## What to produce:
Count the lines in the material below that contain the string "animal", with case counting, and give only the number.
--- START OF Task input ---
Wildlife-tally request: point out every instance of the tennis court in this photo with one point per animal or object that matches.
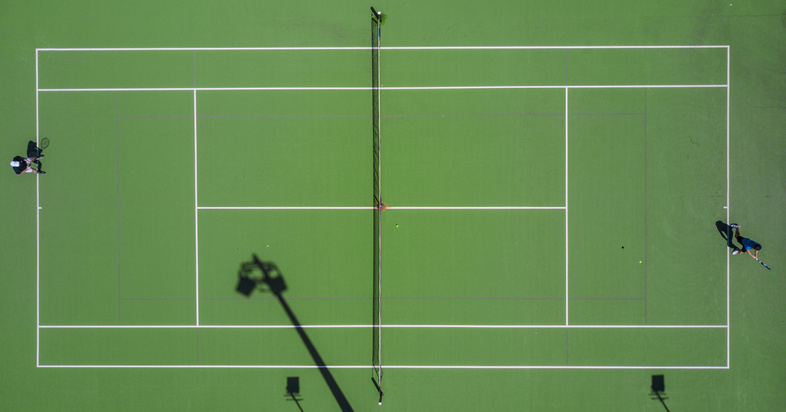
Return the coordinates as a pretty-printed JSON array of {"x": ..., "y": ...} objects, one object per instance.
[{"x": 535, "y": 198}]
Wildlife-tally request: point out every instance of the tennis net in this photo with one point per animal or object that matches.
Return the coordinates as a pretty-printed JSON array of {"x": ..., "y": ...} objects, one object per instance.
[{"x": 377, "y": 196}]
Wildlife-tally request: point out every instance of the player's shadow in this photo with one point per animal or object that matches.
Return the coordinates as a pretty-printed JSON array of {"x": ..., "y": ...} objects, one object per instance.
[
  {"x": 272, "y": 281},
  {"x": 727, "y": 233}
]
--- END OF Task input ---
--- START OF Task input ---
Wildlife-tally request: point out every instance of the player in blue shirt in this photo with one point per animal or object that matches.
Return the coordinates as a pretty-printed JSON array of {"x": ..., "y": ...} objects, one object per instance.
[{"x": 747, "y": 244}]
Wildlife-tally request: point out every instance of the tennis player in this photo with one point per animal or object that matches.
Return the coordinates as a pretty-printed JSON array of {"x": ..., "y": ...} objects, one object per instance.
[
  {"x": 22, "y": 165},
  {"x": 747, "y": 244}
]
--- END OF Task input ---
## Expected answer:
5